Exercise directions:
Write out each line of the material below without changing a single character.

Data for this task:
+--
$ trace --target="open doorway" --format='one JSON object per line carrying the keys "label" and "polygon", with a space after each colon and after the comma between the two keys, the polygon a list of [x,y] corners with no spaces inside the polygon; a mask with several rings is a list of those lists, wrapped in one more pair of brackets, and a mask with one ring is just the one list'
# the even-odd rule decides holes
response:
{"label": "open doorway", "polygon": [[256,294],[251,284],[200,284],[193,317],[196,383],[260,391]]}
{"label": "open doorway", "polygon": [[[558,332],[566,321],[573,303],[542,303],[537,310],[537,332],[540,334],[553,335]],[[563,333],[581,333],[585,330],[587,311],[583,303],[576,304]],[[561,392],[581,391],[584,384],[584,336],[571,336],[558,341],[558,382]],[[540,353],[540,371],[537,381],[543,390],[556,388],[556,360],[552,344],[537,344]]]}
+--
Written answer:
$ trace --target="open doorway" --format='one JSON object per line carrying the keys "label" and "polygon", with a space after each colon and after the comma between the two keys, the polygon a list of [x,y] corners with no spaces inside the polygon; a mask with several rings is a list of those lists, wrapped in one more pair of brackets, and a mask with one ring is just the one list'
# the even-odd rule decides holes
response:
{"label": "open doorway", "polygon": [[256,294],[251,284],[200,284],[193,317],[196,383],[260,391]]}
{"label": "open doorway", "polygon": [[[558,332],[566,321],[573,303],[542,303],[537,310],[537,332],[540,334],[553,335]],[[563,333],[581,333],[585,330],[587,311],[583,303],[576,304]],[[561,392],[581,391],[584,384],[584,336],[571,336],[558,341],[558,382]],[[540,353],[540,371],[537,381],[543,390],[556,388],[556,360],[552,344],[537,344]]]}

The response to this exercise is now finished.